__Task description__: Would you restate the data exactly as given?

(Beginning of Information supplied)

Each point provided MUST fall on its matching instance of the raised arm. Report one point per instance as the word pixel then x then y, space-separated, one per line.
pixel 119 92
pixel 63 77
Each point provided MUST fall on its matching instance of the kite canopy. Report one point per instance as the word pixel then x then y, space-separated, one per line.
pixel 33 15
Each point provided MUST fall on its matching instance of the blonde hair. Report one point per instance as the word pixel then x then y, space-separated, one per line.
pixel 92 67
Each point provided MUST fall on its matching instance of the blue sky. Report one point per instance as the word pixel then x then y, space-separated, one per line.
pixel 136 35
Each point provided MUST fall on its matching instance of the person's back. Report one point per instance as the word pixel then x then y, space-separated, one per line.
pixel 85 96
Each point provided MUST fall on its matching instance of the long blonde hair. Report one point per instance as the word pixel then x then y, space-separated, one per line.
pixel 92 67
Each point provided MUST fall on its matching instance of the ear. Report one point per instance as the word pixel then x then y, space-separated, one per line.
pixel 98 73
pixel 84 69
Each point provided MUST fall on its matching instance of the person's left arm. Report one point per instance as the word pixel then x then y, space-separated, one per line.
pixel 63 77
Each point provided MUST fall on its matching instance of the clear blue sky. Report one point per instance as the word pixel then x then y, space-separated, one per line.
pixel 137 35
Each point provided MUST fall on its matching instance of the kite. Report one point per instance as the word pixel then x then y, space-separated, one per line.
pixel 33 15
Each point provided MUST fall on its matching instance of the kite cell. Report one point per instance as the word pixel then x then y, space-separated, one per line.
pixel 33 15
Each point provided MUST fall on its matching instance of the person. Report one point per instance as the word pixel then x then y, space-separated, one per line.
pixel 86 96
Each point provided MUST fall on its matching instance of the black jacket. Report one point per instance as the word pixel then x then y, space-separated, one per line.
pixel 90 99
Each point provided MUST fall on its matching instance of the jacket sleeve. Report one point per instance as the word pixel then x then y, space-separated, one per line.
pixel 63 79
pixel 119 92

(End of Information supplied)

__Expected answer__:
Each point provided MUST fall on its matching instance of the raised arm. Report one point per instance as the word pixel then x then y, space-separated, one per line.
pixel 119 92
pixel 63 77
Each point provided MUST fall on its matching instance of the kite canopy. Report one point per instance as the word pixel then x then y, space-separated, one per line.
pixel 33 15
Each point provided MUST fall on its matching instance of the blonde hair. Report one point per instance as the word pixel then x then y, space-separated, one per line.
pixel 92 67
Each point provided MUST fall on its matching instance of the blue sky. Report one point per instance as the word pixel then x then y, space-separated, one per line.
pixel 136 35
Each point provided MUST fall on its matching instance of the person's back. Report one point per instance as the word pixel then x then y, space-separated, one per line.
pixel 85 96
Each point provided MUST fall on its matching instance of the long blonde hair. Report one point per instance as the word pixel then x then y, space-separated, one per line.
pixel 92 67
Each point provided MUST fall on its matching instance of the ear. Report one point per instance as the word pixel then x then y, space-separated, one per line.
pixel 98 73
pixel 84 69
Each point provided MUST fall on its matching instance of the person's left arm. Report one point per instance as the word pixel then x then y, space-separated, one per line.
pixel 63 77
Each point provided MUST fall on its matching instance of the clear blue sky. Report one point per instance as the word pixel then x then y, space-separated, one per line.
pixel 137 35
Each point provided MUST fall on its matching instance of the kite. Report one point per instance as the word pixel then x then y, space-separated, one per line.
pixel 33 15
Each point provided MUST fall on its matching instance of the kite cell. Report one point per instance as the word pixel then x then y, space-separated, one per line.
pixel 33 15
Each point provided MUST fall on its matching instance of the person. Report one point per instance as the word pixel then x then y, space-separated, one per line.
pixel 86 96
Each point provided MUST fall on its matching instance of the black jacket. Report one point per instance as the word pixel then x then y, space-separated, one per line.
pixel 90 99
Each point provided MUST fall on its matching instance of the jacket sleeve. Report one point per instance as the word pixel then x then y, space-separated, one per line.
pixel 63 79
pixel 119 92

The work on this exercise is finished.